Rows from a dataset:
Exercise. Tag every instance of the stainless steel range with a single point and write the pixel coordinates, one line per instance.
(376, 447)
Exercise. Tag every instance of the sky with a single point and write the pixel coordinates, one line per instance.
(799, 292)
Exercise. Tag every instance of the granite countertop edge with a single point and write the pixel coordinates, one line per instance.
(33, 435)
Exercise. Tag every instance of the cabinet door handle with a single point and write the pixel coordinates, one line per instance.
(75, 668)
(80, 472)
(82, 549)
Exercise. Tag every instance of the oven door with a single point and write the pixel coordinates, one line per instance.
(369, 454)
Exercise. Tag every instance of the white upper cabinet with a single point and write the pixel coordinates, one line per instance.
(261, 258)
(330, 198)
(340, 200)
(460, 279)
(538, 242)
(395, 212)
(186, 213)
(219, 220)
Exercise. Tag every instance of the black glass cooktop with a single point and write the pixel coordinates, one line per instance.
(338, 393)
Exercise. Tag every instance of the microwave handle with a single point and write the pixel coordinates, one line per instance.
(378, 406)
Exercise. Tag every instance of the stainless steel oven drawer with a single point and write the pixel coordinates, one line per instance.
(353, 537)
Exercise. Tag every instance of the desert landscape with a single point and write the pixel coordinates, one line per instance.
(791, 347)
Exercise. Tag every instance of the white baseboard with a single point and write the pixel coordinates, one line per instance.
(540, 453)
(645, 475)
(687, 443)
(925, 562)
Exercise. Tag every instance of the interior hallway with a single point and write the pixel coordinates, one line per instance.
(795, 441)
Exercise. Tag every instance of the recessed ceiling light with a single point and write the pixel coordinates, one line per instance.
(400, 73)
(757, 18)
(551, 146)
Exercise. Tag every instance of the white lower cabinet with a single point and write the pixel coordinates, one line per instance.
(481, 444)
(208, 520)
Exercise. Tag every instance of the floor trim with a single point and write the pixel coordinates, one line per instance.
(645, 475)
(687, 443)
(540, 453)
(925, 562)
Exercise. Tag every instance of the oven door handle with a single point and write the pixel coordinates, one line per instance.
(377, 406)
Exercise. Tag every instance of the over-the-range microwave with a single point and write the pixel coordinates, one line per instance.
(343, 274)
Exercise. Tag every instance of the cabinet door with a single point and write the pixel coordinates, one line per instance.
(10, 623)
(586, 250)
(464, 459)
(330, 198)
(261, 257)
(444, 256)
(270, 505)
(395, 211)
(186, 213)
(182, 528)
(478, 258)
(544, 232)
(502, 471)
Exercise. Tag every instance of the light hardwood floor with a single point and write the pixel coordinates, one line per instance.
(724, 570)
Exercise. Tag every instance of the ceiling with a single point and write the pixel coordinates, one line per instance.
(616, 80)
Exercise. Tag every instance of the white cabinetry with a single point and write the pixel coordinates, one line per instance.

**Given instruction:** Copy out every entry again, exactly as it was given.

**Output:**
Exercise. Tag every instance of the stainless steel range with a single point and write the pixel coordinates, one line per instance.
(376, 447)
Exercise. Tag every instance of the sky with a single point and write the pixel coordinates, one line per instance.
(799, 292)
Exercise. Tag every instance of the granite countertop edge with a single point and write the pixel coordinates, one line per instance.
(33, 435)
Exercise. Tag every instance of the cabinet door handle with a single point and write the pixel coordinates, one line per instance.
(75, 668)
(80, 472)
(82, 549)
Exercise. Tag every instance of the oven door with a single point and write the pixel coordinates, one line per instance.
(369, 454)
Exercise. Tag every instance of the white upper cabinet with a single point and write the pixel coordinates, one line per instance.
(261, 258)
(330, 198)
(340, 200)
(460, 279)
(538, 242)
(395, 212)
(186, 213)
(219, 220)
Exercise. Tag every instance of the black glass cooktop with a single point and write the pixel coordinates, one line per instance.
(338, 393)
Exercise. Tag every instance of the microwave handle with a single point and write the pixel coordinates, one line per instance.
(378, 406)
Exercise. Tag every instance of the stainless steel oven drawer with a single point and write the pixel coordinates, one line per instance.
(353, 537)
Exercise. Tag every instance of the desert landscape with a single point and write the pixel coordinates, one line per instance.
(791, 347)
Exercise. Tag every instance of the white baseboard with a single point and write the pixel coordinates, one line per instance.
(540, 453)
(645, 475)
(687, 443)
(925, 562)
Exercise. Tag every instance of the interior hallway with a single point and write the pixel coordinates, one line per instance.
(795, 441)
Exercise. Tag every instance of the recessed ceiling light with a single point and write the pixel coordinates, one line per instance.
(400, 73)
(757, 18)
(551, 146)
Exercise. Tag every instance of the white lower cabinet with a single point and write the pixel coordinates, one line per instance.
(481, 444)
(208, 520)
Exercise. Tag every instance of the floor trim with a single point and write the pixel coordinates, one line per instance.
(645, 475)
(687, 443)
(540, 453)
(925, 562)
Exercise. Tag every instance of the oven door handle with a single point and write the pixel coordinates, one line per instance.
(377, 406)
Exercise. Tag every instance of the over-the-range microwave with a single point and write the pixel coordinates, one line per instance.
(343, 274)
Exercise. Tag every instance of the cabinet door with a single point and write the pixel coordinates, one line per instance.
(10, 623)
(586, 250)
(464, 459)
(330, 198)
(261, 257)
(444, 256)
(270, 505)
(395, 211)
(186, 213)
(182, 528)
(478, 258)
(544, 232)
(502, 471)
Exercise. Tag every instance of the light hardwood floor with a single point and write the pixel coordinates, one line per instance.
(724, 570)
Exercise. Tag every instance of the ceiling with a single point and write the pixel coordinates, one line per instance.
(616, 80)
Exercise. Tag every instance of the white cabinetry with a single point and write the pixel coordinates, one line per instance.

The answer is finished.